* [Texte source]
Entretien réalisé par Aurélien Dufour, étudiant à l’Ecole de journalisme de Cannes

Alors que l’Assemblée Populaire du Rhône a livré ses conclusions vendredi 15 mars, Frédéric Pitaval, et Marine Calmet reviennent sur l’histoire de cette initiative. L’occasion de comparer les travaux de la fondatrice de Wild Legal sur les droits de la nature et ses gardiens, avec la situation du Rhône. Mais aussi pour Frédéric Pitaval, président d’id-eau, l’association à l’origine de cette initiative, de se tourner vers la deuxième phase du projet : l’expérimentation sur les territoires.

Frédéric Pitaval (FP), qu’est-ce qu’id-eau ?

C’est l’association créée en 2018 dans la volonté d’imaginer une nouvelle organisation sociale, environnementale et transnationale pour être acteur et proposer des solutions vis-à-vis du changement climatique et surtout du dépassement des limites planétaires.

[Données d'annotation par coordonnées]
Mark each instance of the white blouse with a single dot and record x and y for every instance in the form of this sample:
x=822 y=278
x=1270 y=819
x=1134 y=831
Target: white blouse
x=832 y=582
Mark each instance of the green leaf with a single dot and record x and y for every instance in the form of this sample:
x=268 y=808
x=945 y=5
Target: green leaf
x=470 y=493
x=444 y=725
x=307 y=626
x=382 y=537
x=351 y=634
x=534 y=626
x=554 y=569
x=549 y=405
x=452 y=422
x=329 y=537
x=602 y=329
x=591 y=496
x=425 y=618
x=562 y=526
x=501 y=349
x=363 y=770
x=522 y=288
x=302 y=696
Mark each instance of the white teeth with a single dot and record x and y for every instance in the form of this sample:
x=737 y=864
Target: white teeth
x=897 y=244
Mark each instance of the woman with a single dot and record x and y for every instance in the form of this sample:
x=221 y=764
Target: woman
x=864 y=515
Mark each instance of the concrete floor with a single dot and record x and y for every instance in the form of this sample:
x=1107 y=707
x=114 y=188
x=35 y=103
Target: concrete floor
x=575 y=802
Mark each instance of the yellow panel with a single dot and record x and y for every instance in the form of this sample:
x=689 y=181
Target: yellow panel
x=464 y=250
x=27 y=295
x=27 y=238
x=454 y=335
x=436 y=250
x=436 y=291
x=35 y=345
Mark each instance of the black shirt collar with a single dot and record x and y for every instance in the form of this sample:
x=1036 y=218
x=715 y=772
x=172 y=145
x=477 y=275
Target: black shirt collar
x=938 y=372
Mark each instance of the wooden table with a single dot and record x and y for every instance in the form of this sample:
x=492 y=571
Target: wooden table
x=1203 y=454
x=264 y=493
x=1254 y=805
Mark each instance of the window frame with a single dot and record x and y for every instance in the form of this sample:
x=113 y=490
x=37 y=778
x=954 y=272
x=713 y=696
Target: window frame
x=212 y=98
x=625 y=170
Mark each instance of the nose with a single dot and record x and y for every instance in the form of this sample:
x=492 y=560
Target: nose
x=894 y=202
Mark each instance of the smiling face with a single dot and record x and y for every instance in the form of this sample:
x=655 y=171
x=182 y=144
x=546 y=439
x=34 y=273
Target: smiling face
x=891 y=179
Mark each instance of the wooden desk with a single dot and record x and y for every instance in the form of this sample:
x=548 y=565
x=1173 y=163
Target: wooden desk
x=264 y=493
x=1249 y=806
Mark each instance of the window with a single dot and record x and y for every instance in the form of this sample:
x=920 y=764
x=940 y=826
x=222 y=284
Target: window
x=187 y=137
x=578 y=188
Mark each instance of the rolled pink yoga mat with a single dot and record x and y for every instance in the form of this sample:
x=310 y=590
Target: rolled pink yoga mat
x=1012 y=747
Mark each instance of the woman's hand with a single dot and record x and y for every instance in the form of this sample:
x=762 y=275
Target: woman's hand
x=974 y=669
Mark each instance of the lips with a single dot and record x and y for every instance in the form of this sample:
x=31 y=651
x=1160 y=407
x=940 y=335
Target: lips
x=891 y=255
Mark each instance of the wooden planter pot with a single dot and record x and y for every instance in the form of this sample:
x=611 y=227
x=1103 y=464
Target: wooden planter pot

* [Tâches à réaliser]
A) Répondez à ces questions à l'aide de l'entretien sur l'Assemblée Populaire du Rhône :
(i) Quel jour l'Assemblée Populaire du Rhône a-t-elle livré ses conclusions ?
(ii) Quelle structure Marine Calmet a-t-elle fondée ?
(iii) En quelle année l'association id-eau a-t-elle été créée ?
B) Dans l'entretien sur l'Assemblée Populaire du Rhône, résumez en quelques phrases le paragraphe qui commence par « Alors que l'Assemblée Populaire du Rhône », sans perdre ses faits essentiels.
C) Reproduisez fidèlement le passage de l'entretien sur l'Assemblée Populaire du Rhône allant de « Entretien réalisé par » à « sur les territoires. ».

* [Réponses attendues]
A)
(i) Le vendredi 15 mars.
(ii) Wild Legal.
(iii) En 2018.

B) L'Assemblée Populaire du Rhône a livré ses conclusions le vendredi 15 mars. Frédéric Pitaval et Marine Calmet reviennent sur l'histoire de cette initiative. Ils comparent les travaux de Marine Calmet, fondatrice de Wild Legal, sur les droits de la nature et ses gardiens avec la situation du Rhône. Frédéric Pitaval préside id-eau, l'association à l'origine du projet. Il se tourne aussi vers la deuxième phase, l'expérimentation sur les territoires.

C)
Entretien réalisé par Aurélien Dufour, étudiant à l’Ecole de journalisme de Cannes

Alors que l’Assemblée Populaire du Rhône a livré ses conclusions vendredi 15 mars, Frédéric Pitaval, et Marine Calmet reviennent sur l’histoire de cette initiative. L’occasion de comparer les travaux de la fondatrice de Wild Legal sur les droits de la nature et ses gardiens, avec la situation du Rhône. Mais aussi pour Frédéric Pitaval, président d’id-eau, l’association à l’origine de cette initiative, de se tourner vers la deuxième phase du projet : l’expérimentation sur les territoires.